Tarefas:
a - Liste, pela ordem em que surgem, todas as palavras com hífen do texto sobre aposentados na função pública.
b - No texto sobre aposentados na função pública, atualize o trecho que abre com as palavras que contêm "Ora, se aos" e fecha com "do trabalho desempenhado.", pondo "montante" no lugar de "quantitativo".

Texto do documento:
+ + + +
E, por isso, a remuneração pelo desempenho de outras funções públicas – ainda
que limitada – representaria um «plus» retributivo a acrescer ao percebido a
título de pensão pelo aposentado.
Na verdade, os proventos auferidos pelo funcionário no activo e decorrentes do
exercício de funções ou cargos públicos em qualidade e quantidade iguais às
desempenhadas pelo aposentado autorizado a exercê-las constituem, quanto ao
primeiro, o núcleo essencial da respectiva retribuição, que há-de obedecer ao
comando garantístico da parte final do mencionado preceito da Constituição,
derivando, ainda, de algum modo, do próprio direito ao trabalho concedido aos
cidadãos.
Ora, se aos aposentados da função pública a garantia de existência condigna está
assegurada pela atribuição da pensão de reforma, é claro que o quantitativo que
percebem além da pensão e advindo do permitido desempenho de outro emprego ou
cargo públicos, colocá-los-á, relativamente a essa garantia, em situação não
igual à dos funcionários do activo que exercem funções iguais, em quantidade e
qualidade, às que o aposentado está autorizado a desempenhar.
A remuneração auferida pelo trabalhador da função pública aposentado e em
consequência do trabalho «cumulado», constitui, pois, um «plus» retributivo que
não tem origem, directamente, no seu direito ao trabalho, conquanto, obviamente,
derive do trabalho desempenhado.
6.2. Por outro lado, e primordialmente, é necessário não olvidar que no próprio
texto constitucional (nº 4 do artigo 269º, correspondente, na primeira versão,
ao nº 4 do artigo 270º) se descortina credencial bastante para legitimar o
legislador ordinário a definir os casos e as condições em que a regra da
proibição da acumulação de empregos ou cargos públicos aí contida pode ser
excepcionada.
6.3. Concluir-se-á, desta arte, que, em termos genéricos, não será feridente da
Lei Fundamental e, designadamente, do que se consagra na já referida a1ínea a)
+ + + +
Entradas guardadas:
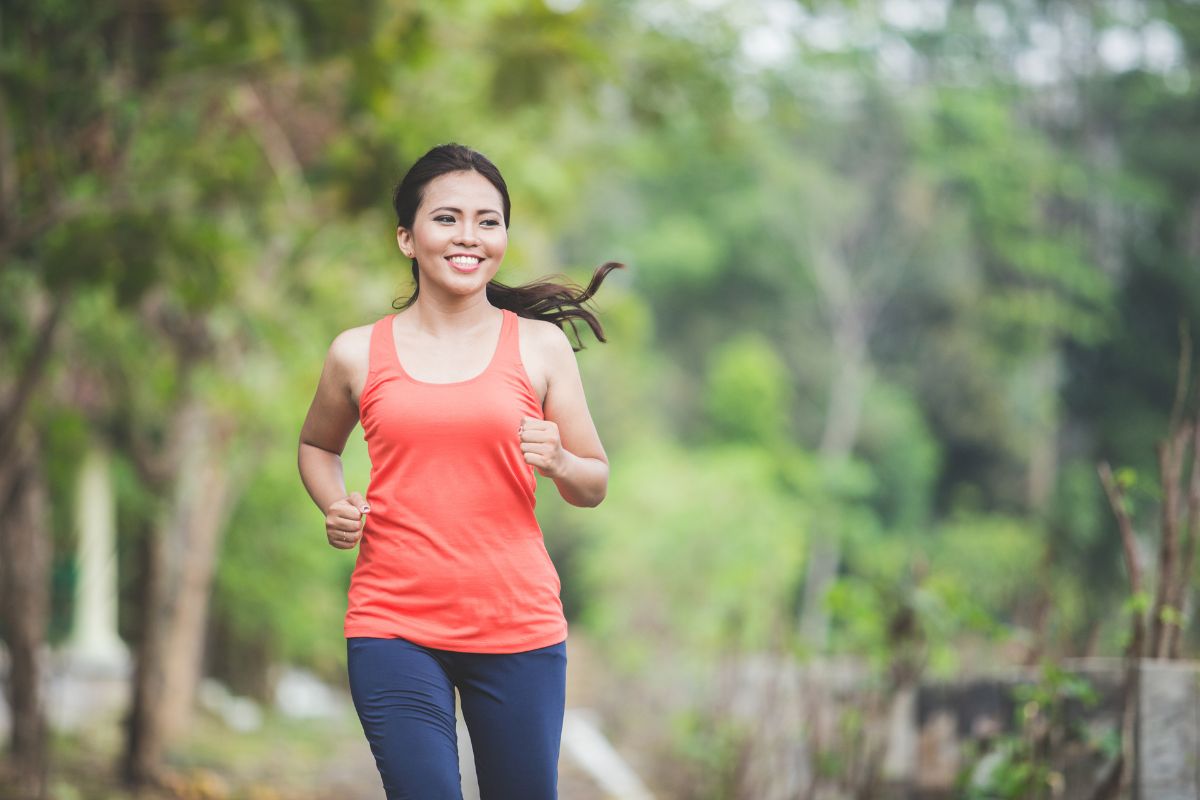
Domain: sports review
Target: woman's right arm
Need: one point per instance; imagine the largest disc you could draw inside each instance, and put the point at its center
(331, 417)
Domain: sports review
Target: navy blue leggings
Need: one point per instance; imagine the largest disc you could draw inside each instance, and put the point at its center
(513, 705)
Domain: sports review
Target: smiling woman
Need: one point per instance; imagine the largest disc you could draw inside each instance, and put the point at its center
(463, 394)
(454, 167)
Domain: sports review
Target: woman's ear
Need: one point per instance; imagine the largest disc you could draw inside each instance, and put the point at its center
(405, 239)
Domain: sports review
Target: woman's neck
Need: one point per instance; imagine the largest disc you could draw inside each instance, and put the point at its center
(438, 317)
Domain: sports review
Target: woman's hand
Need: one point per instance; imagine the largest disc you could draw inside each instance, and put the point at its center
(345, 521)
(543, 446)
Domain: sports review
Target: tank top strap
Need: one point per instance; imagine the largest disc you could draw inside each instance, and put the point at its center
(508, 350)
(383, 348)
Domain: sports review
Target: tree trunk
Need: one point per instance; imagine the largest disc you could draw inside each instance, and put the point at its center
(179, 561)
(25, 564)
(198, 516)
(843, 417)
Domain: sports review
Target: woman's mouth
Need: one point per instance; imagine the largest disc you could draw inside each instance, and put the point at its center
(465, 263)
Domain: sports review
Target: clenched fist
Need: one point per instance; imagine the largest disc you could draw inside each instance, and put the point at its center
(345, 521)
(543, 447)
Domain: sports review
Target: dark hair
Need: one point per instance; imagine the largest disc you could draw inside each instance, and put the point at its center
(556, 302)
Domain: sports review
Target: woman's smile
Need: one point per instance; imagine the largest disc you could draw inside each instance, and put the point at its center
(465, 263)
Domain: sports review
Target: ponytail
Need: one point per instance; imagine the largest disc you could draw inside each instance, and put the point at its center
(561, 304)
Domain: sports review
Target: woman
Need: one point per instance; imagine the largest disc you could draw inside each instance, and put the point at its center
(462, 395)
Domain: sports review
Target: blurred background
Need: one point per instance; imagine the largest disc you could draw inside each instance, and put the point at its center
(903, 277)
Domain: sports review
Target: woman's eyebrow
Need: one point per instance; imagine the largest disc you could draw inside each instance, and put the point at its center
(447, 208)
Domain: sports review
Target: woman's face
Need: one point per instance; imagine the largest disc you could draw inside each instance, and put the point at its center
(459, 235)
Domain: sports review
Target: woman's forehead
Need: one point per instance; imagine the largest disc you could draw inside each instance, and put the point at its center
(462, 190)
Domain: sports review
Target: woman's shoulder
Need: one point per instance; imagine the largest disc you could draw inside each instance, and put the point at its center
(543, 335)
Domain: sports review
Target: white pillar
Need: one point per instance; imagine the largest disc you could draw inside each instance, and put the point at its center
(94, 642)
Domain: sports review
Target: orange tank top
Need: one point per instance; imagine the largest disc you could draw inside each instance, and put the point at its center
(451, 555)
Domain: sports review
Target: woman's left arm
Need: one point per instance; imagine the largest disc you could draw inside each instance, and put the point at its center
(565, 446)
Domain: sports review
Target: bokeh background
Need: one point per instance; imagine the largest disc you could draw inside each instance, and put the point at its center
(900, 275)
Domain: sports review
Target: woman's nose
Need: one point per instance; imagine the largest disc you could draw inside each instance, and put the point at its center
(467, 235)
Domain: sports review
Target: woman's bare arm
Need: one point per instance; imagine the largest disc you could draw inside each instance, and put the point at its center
+ + + +
Respostas escritas:
a - exercê-las, há-de, colocá-los-á, Concluir-se-á

b -
Ora, se aos aposentados da função pública a garantia de existência condigna está
assegurada pela atribuição da pensão de reforma, é claro que o montante que
percebem além da pensão e advindo do permitido desempenho de outro emprego ou
cargo públicos, colocá-los-á, relativamente a essa garantia, em situação não
igual à dos funcionários do activo que exercem funções iguais, em quantidade e
qualidade, às que o aposentado está autorizado a desempenhar.
A remuneração auferida pelo trabalhador da função pública aposentado e em
consequência do trabalho «cumulado», constitui, pois, um «plus» retributivo que
não tem origem, directamente, no seu direito ao trabalho, conquanto, obviamente,
derive do trabalho desempenhado.